作業内容:
a - 台北市交響楽団のブルックナー企画を紹介する文章に名前が出てくる人物をすべて挙げてください。同じ人物は一度だけ書くこと。
b - 記録のうち「For the mapping pass, tag each instance of the neighboring」を含む行から記録の最後までを、一字も変えずに書き写してください。

抜粋:
* * * * * * * * *

とまどいたいぺい

知られざる!? 台湾クラシック音楽文化の世界

【ピョートル・アンデルシェフスキ】ピアノ✖️台北市立交響楽団✖︎インバル指揮!バルトークピアノ協奏曲第3番&ブルックナー『ロマンティック』

2024年は後期ロマン派の巨匠ブルックナーの生誕200周年!

台北市交響楽団はこれを記念し「布魯克納200」(ブルックナー200)と銘打った音楽会シリーズや、講演会などのイベントを企画しています。

ちなみに今年同じく節目である55周年を迎えた台北市交響楽団は、ブルックナー交響曲レパートリーを得意とする大指揮者エリアフ・インバルを、2019年から主席指揮者に迎えています。ブルックナー鑑賞について語るインバルさんの様子は下記からどうぞ。

動画タイトル:「ブルックナーの音楽 静かな心を持つことが必要」

www.youtube.com

先日コンサートリポートを書いた、かてぃんこと角野隼斗さんとの公演も「布魯克納200」(ブルックナー200)企画のうちの一つでした。

今回は、角野さんとインバル率いるTSO共演に先駆け、第一弾として4月に公演が行われた、ピョートル・アンデルシェフスキをソリストに迎えたコンサートについてレポートします。

* * * * * * * * *

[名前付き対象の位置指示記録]
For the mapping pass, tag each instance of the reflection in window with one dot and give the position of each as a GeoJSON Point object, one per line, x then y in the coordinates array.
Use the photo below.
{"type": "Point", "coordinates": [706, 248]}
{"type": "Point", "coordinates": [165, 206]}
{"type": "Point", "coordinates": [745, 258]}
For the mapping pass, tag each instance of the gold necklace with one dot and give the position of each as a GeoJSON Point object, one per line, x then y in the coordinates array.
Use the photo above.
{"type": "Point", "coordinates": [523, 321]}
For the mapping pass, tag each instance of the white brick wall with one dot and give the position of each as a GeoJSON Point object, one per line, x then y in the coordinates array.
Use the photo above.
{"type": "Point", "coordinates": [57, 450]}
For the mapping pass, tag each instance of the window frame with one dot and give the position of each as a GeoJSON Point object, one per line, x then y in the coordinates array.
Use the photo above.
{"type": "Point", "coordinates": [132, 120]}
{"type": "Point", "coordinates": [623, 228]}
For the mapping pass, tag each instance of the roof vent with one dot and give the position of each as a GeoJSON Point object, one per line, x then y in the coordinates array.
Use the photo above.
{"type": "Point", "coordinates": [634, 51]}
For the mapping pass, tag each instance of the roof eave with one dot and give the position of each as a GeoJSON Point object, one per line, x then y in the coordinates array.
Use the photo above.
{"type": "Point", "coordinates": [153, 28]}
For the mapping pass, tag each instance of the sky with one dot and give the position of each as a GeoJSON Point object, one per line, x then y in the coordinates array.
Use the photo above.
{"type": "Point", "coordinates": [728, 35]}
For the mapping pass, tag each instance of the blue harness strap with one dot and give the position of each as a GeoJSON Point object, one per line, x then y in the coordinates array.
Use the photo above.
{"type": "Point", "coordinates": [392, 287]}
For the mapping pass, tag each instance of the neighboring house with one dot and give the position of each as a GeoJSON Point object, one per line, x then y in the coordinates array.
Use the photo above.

* * * * * * * * *

解答一覧:
a -
ピョートル・アンデルシェフスキ
エリアフ・インバル
バルトーク
ブルックナー
角野隼斗

b -
For the mapping pass, tag each instance of the neighboring house with one dot and give the position of each as a GeoJSON Point object, one per line, x then y in the coordinates array.
Use the photo above.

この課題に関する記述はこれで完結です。